[Excerpts of pointing records]
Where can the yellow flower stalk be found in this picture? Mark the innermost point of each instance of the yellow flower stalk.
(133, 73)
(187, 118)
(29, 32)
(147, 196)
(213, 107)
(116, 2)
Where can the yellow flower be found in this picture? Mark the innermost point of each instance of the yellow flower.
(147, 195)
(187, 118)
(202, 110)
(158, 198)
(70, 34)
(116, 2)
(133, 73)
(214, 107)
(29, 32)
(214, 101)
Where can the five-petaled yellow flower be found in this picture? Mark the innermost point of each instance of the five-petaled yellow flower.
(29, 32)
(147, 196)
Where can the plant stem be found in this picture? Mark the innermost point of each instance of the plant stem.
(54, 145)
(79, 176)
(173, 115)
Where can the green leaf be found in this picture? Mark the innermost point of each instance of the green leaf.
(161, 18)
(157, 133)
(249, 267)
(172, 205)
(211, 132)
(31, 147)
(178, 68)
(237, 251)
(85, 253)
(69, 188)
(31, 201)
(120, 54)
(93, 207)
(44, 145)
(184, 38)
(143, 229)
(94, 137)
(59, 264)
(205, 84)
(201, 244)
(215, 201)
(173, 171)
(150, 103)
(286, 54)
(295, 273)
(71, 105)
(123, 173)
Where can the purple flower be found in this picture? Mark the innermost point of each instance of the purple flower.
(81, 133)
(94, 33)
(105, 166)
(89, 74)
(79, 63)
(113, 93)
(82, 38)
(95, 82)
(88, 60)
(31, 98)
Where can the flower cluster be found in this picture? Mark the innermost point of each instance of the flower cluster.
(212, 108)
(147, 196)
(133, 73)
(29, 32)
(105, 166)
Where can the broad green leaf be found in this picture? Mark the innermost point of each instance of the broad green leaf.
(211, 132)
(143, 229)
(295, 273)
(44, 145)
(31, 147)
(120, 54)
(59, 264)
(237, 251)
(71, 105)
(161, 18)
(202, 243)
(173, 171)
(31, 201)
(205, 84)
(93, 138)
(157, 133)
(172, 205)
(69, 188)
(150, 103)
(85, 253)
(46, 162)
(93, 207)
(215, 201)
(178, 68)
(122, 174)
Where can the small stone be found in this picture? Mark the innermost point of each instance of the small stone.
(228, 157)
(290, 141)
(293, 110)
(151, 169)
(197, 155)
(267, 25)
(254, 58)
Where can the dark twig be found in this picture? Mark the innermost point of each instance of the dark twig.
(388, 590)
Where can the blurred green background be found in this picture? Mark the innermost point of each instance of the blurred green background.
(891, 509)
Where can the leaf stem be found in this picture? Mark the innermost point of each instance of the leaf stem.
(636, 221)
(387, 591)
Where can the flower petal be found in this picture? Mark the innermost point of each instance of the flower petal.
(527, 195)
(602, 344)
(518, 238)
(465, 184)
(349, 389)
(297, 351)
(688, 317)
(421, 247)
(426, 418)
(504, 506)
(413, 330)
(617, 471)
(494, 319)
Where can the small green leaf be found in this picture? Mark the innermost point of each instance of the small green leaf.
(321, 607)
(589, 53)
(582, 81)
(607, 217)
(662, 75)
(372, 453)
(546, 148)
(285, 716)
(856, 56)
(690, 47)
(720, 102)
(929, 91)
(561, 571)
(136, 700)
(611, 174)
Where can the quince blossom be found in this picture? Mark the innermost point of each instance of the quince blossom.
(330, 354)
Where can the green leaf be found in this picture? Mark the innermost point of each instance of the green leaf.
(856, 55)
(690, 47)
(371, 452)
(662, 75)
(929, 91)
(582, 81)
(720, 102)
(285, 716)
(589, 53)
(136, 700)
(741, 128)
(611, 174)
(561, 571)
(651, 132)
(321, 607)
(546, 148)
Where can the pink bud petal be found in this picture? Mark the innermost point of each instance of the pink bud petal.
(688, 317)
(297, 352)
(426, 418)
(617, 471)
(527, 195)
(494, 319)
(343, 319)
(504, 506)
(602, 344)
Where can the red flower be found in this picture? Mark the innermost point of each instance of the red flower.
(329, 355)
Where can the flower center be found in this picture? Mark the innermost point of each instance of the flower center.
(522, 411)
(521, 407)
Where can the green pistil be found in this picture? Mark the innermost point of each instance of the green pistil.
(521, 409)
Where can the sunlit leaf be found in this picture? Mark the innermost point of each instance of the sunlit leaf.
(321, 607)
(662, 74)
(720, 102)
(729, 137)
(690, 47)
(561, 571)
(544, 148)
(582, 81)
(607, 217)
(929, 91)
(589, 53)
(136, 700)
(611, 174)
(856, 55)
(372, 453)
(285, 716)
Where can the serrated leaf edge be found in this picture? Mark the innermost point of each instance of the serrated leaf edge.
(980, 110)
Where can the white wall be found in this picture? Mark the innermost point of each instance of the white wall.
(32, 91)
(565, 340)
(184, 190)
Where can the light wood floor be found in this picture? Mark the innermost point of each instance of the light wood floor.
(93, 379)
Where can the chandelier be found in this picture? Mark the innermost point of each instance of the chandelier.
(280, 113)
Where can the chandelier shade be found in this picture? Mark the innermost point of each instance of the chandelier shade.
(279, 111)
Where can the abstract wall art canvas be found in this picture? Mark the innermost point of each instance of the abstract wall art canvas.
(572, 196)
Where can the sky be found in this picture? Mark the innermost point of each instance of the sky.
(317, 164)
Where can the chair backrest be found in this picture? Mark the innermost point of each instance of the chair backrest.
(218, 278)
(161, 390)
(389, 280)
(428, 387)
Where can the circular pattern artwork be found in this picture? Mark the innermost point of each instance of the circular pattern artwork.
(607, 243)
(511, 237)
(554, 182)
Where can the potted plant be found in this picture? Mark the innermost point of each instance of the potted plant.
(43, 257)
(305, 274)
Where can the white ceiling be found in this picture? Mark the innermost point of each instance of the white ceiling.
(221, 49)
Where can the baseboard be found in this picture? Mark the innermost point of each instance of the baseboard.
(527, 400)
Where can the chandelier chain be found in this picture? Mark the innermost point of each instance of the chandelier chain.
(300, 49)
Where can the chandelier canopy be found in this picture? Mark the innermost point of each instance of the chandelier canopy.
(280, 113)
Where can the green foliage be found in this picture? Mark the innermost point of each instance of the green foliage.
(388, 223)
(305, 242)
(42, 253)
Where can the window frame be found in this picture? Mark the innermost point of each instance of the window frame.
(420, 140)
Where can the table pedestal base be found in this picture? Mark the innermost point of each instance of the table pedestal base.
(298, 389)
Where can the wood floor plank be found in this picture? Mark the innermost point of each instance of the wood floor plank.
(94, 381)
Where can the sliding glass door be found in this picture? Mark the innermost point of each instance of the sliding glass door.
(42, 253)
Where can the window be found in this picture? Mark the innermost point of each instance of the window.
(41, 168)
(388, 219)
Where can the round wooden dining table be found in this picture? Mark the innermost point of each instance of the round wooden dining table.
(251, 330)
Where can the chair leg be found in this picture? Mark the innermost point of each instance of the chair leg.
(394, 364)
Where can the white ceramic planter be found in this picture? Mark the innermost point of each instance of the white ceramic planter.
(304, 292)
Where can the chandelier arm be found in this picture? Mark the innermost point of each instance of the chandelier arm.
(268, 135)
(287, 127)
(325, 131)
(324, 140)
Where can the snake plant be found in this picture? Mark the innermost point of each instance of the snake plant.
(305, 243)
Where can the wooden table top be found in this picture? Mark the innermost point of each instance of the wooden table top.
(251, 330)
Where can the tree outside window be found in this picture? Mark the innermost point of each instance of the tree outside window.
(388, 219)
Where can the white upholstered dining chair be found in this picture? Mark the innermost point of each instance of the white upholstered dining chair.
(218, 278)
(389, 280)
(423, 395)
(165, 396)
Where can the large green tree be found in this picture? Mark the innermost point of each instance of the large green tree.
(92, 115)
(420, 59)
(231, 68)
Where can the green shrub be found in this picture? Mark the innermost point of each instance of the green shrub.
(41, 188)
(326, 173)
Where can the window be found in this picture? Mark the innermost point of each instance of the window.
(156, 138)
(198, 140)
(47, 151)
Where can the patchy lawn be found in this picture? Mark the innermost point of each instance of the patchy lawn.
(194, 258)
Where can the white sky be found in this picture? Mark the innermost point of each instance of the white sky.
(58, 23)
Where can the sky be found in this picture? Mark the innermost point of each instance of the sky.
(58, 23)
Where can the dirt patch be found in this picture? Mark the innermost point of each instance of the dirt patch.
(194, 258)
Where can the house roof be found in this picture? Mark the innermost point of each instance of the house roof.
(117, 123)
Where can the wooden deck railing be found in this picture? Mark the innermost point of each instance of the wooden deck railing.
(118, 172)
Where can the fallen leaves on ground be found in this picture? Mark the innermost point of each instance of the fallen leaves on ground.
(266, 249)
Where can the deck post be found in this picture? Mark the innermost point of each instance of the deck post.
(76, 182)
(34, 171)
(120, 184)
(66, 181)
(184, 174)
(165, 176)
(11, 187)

* [Work to be completed]
Please copy the records from the line containing "Where can the dirt" through the end of the records, swapping "deck post" for "support post" and leaving everything else unchanged.

* [The solution]
Where can the dirt patch be found in this picture? Mark the innermost point of each instance of the dirt patch.
(194, 258)
Where can the house roof be found in this picture? Mark the innermost point of each instance of the house roof.
(117, 123)
Where can the wooden deck railing be found in this picture? Mark the innermost point of each instance of the wooden deck railing.
(118, 172)
Where can the fallen leaves on ground be found in this picture? Mark the innermost point of each instance of the fallen leaves on ground.
(266, 249)
Where can the support post be found in this picture? Mark the innermost point of each instance of the support post.
(76, 182)
(34, 171)
(120, 184)
(66, 181)
(184, 174)
(165, 176)
(11, 187)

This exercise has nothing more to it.